## [YOUR TASK]
Render all of the material below as a JSON list of strings, with one string for each line and no entries for blank lines.

## [LISTING]
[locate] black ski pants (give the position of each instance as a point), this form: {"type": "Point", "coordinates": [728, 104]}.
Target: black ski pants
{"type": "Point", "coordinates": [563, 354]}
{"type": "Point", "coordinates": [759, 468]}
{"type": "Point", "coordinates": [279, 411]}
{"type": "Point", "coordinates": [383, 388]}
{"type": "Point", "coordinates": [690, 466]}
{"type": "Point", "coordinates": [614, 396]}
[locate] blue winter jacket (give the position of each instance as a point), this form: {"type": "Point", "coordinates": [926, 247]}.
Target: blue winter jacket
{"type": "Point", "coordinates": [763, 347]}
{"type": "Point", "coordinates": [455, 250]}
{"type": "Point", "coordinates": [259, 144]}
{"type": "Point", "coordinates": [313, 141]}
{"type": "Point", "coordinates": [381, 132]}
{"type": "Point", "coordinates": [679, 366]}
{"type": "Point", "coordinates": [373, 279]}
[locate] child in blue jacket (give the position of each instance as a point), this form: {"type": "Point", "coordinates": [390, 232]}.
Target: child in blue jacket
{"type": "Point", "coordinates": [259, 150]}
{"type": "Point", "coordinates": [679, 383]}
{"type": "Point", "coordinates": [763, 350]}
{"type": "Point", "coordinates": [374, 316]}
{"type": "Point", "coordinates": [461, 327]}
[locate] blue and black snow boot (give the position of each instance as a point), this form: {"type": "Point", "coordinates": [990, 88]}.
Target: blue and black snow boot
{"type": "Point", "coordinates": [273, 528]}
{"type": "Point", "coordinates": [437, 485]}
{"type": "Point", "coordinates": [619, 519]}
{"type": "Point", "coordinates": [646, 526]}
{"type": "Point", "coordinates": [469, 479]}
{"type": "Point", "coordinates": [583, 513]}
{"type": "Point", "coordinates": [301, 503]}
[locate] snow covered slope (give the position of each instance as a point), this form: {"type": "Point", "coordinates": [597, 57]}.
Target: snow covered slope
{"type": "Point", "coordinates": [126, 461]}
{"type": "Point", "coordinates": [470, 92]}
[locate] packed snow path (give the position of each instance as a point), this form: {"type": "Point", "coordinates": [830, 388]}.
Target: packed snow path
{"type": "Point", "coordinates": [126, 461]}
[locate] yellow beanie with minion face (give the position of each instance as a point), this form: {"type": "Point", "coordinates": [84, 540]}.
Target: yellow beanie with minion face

## [THE REPLY]
[
  "[locate] black ski pants (give the position of each instance as a point), this form: {\"type\": \"Point\", \"coordinates\": [728, 104]}.",
  "Target: black ski pants",
  "{\"type\": \"Point\", \"coordinates\": [563, 354]}",
  "{\"type\": \"Point\", \"coordinates\": [759, 468]}",
  "{\"type\": \"Point\", \"coordinates\": [279, 411]}",
  "{\"type\": \"Point\", \"coordinates\": [383, 388]}",
  "{\"type\": \"Point\", \"coordinates\": [690, 466]}",
  "{\"type\": \"Point\", \"coordinates\": [614, 396]}",
  "[locate] blue winter jacket (give the position of each instance as a point), this form: {\"type\": \"Point\", \"coordinates\": [926, 247]}.",
  "Target: blue winter jacket",
  "{\"type\": \"Point\", \"coordinates\": [763, 347]}",
  "{\"type\": \"Point\", \"coordinates\": [455, 250]}",
  "{\"type\": \"Point\", \"coordinates\": [259, 144]}",
  "{\"type\": \"Point\", \"coordinates\": [313, 141]}",
  "{\"type\": \"Point\", \"coordinates\": [381, 132]}",
  "{\"type\": \"Point\", \"coordinates\": [679, 366]}",
  "{\"type\": \"Point\", \"coordinates\": [373, 279]}",
  "[locate] child in blue jacket (give the position of each instance as a point), this form: {\"type\": \"Point\", \"coordinates\": [390, 232]}.",
  "Target: child in blue jacket",
  "{\"type\": \"Point\", \"coordinates\": [259, 150]}",
  "{\"type\": \"Point\", \"coordinates\": [679, 383]}",
  "{\"type\": \"Point\", \"coordinates\": [763, 350]}",
  "{\"type\": \"Point\", \"coordinates\": [374, 316]}",
  "{\"type\": \"Point\", \"coordinates\": [461, 327]}",
  "[locate] blue and black snow boot (give the position of each instance as a point), this form: {\"type\": \"Point\", \"coordinates\": [990, 88]}.",
  "Target: blue and black snow boot",
  "{\"type\": \"Point\", \"coordinates\": [273, 528]}",
  "{\"type\": \"Point\", \"coordinates\": [437, 485]}",
  "{\"type\": \"Point\", \"coordinates\": [619, 519]}",
  "{\"type\": \"Point\", \"coordinates\": [646, 526]}",
  "{\"type\": \"Point\", \"coordinates\": [469, 479]}",
  "{\"type\": \"Point\", \"coordinates\": [583, 513]}",
  "{\"type\": \"Point\", \"coordinates\": [301, 503]}",
  "[locate] snow covered slope (give the position of each instance as a point), this form: {\"type\": \"Point\", \"coordinates\": [597, 57]}.",
  "Target: snow covered slope",
  "{\"type\": \"Point\", \"coordinates\": [126, 461]}",
  "{\"type\": \"Point\", \"coordinates\": [470, 92]}",
  "[locate] packed snow path (give the position of each instance as a point), this form: {\"type\": \"Point\", \"coordinates\": [830, 388]}.",
  "Target: packed snow path",
  "{\"type\": \"Point\", \"coordinates\": [126, 461]}",
  "[locate] yellow beanie with minion face (give the position of each instance as a point), this form: {\"type\": \"Point\", \"coordinates\": [84, 540]}.",
  "Target: yellow beanie with minion face"
]